◆ **THE PROBLEM**
When you find the line with "-- select a point on the sailboat" among the records below, reproduce it and each line after it exactly, ending with the line with "-- select a point on the black".

Point localization data:
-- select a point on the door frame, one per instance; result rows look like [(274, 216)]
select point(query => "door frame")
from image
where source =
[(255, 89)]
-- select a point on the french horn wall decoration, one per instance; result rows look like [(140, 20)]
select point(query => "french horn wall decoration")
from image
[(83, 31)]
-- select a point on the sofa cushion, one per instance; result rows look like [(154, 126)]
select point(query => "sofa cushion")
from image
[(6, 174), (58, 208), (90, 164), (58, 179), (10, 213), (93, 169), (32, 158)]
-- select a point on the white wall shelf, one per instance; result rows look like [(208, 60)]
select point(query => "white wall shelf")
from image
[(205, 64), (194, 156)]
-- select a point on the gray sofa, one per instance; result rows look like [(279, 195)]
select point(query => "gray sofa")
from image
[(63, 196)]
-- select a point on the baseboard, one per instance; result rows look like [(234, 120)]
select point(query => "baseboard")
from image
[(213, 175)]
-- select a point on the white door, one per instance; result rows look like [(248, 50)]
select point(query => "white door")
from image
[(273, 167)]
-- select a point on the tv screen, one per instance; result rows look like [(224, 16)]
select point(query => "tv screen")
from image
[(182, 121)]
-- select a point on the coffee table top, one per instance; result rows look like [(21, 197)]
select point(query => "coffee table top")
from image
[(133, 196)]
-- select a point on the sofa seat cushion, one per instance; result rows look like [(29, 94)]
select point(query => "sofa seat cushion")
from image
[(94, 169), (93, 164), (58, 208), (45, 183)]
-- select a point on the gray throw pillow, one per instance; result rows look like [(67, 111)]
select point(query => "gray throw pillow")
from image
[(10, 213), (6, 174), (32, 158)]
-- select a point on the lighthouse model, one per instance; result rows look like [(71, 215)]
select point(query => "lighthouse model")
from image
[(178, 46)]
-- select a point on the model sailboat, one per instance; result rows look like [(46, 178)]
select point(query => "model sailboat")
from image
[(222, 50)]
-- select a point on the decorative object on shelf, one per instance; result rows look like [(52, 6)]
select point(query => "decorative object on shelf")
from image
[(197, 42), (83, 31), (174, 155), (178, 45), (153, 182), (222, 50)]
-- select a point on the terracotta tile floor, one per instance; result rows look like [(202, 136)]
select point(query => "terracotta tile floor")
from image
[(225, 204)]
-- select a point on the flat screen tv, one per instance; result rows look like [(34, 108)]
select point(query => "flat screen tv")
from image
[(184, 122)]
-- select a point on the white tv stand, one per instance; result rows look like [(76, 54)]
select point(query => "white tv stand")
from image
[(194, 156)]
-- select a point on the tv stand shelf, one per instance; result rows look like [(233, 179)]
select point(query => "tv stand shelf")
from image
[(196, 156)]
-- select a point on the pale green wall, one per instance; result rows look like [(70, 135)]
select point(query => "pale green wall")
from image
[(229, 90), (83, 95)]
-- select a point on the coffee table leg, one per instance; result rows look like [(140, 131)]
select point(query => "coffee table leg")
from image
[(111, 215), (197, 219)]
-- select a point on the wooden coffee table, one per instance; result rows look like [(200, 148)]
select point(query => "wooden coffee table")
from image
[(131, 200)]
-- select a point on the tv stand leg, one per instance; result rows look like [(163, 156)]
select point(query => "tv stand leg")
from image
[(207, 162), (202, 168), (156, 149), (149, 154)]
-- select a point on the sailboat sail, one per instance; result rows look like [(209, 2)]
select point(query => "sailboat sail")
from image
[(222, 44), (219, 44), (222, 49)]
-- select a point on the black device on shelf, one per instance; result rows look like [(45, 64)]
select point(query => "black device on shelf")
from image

◆ **TASK ANSWER**
-- select a point on the sailboat sail, one per instance; result rows look like [(209, 2)]
select point(query => "sailboat sail")
from image
[(222, 44), (219, 44), (222, 49)]
-- select a point on the black device on shelf, one per instance; result rows look like [(45, 64)]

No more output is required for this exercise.